Problem details:
Reproduce verbatim everything from the line containing "(562,18) (no space after the comma)." down to the end of the entries below, including both of those lines.

_ _ _ _

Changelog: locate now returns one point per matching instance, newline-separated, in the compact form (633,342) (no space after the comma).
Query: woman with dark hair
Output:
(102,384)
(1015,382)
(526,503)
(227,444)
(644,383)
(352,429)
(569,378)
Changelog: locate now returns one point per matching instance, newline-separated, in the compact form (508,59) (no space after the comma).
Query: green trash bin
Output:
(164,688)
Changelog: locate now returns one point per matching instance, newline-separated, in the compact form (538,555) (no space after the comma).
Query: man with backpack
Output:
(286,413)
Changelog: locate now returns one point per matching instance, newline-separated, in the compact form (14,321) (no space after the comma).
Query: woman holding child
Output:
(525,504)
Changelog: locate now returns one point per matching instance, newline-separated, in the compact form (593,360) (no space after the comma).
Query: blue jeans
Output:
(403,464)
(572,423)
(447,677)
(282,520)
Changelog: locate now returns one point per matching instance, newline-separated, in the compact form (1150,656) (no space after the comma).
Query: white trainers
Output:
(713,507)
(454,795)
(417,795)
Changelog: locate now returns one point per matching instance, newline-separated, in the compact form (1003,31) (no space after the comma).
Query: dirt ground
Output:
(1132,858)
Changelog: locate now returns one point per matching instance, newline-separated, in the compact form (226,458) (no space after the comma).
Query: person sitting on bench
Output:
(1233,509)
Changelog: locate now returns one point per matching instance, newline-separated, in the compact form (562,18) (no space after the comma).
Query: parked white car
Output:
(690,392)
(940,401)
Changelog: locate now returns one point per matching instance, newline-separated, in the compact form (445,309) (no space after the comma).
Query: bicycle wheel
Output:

_ _ _ _

Response to the task:
Changelog: locate now returns one point per matching instance, newline-separated, in the compact form (562,18) (no space after the comma).
Query: parked white car
Output:
(690,392)
(940,401)
Changelog: locate now returns one point per matching instance, newline-separated, in the compact form (445,309) (no space after the comma).
Query: bicycle wheel
Output:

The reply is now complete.